# Selected extract
------------------------------------------------------------
Texas Home Equity: Constitutional Cap, One-Loan Rule, 2 Percent Fee Cap

Texas is the most-restrictive state in the United States for home equity borrowing. The restrictions are constitutional, written into Article XVI Section 50 of the Texas Constitution, and have been amended multiple times over the past quarter-century with the broad effect of expanding access while preserving strong borrower protections. The current 50(a)(6) framework imposes an 80 percent CLTV cap, a 2 percent fee cap, a one-loan-on-homestead-at-a-time rule, and a 12-day disclosure waiting period. Texas borrowers should understand these rules before applying; they materially affect product availability, lender choice, and total cost.
------------------------------------------------------------
# Given information
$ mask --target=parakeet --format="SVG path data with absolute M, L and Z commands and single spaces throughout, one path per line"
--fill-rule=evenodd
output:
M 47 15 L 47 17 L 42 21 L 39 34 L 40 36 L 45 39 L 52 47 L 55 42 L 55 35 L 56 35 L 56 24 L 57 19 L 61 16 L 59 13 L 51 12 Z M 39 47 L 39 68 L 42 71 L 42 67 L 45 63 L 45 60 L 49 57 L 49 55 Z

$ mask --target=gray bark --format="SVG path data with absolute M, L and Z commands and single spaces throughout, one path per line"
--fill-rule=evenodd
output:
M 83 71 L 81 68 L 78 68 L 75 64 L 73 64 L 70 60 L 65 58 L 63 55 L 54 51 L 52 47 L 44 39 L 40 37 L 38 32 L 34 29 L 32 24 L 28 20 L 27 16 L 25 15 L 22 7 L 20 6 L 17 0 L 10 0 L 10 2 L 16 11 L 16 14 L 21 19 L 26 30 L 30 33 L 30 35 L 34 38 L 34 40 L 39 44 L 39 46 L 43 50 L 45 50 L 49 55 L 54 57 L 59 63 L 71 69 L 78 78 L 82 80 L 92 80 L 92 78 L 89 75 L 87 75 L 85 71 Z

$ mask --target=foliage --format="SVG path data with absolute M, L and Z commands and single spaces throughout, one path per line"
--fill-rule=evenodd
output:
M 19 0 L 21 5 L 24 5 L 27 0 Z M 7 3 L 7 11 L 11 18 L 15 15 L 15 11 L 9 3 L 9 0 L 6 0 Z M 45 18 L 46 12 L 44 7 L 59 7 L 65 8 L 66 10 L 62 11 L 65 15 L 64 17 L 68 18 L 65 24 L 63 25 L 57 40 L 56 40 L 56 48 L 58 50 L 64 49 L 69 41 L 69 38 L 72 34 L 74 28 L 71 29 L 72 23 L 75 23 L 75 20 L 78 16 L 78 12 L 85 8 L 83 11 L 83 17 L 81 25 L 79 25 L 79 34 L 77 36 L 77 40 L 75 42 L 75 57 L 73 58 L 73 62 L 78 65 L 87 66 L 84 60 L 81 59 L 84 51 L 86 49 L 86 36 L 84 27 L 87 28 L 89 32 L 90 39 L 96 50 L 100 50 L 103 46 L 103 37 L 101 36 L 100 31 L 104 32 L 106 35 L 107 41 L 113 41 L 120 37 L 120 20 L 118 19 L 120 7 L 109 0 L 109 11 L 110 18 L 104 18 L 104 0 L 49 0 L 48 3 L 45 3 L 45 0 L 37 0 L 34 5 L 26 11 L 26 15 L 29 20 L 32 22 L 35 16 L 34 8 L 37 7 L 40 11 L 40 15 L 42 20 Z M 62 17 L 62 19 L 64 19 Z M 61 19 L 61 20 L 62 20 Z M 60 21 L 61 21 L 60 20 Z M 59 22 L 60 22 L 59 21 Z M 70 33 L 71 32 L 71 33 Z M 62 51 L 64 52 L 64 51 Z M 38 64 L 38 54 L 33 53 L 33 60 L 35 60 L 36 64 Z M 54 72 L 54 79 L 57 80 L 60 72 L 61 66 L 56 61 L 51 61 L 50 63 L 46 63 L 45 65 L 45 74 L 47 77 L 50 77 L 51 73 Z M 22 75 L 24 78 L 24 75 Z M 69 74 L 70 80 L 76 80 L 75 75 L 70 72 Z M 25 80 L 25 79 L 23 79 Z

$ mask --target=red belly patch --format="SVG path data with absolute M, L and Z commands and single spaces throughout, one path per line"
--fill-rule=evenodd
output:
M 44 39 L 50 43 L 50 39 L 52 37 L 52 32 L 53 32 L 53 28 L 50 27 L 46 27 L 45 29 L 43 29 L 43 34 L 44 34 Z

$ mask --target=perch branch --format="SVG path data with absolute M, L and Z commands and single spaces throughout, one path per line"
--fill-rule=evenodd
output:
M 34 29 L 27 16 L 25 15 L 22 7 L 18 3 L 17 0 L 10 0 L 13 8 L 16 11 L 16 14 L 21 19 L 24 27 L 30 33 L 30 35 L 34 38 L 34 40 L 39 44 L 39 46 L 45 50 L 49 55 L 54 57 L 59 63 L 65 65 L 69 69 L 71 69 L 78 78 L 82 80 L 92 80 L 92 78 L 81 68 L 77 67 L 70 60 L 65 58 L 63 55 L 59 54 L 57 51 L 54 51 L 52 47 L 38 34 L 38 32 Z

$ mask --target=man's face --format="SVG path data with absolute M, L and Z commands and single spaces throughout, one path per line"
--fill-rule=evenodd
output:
------------------------------------------------------------
# Goal of the exercise
Summarize the text on Texas home equity rules in two sentences. The listing comes from a separate source.

# Output
Texas is the most restrictive U.S. state for home equity borrowing, with its limits written into Article XVI Section 50 of the Texas Constitution and amended several times to widen access while keeping strong borrower protections. The current 50(a)(6) framework sets an 80 percent CLTV cap, a 2 percent fee cap, a rule allowing one loan on a homestead at a time, and a 12-day disclosure waiting period, all of which materially affect product availability, lender choice, and total cost.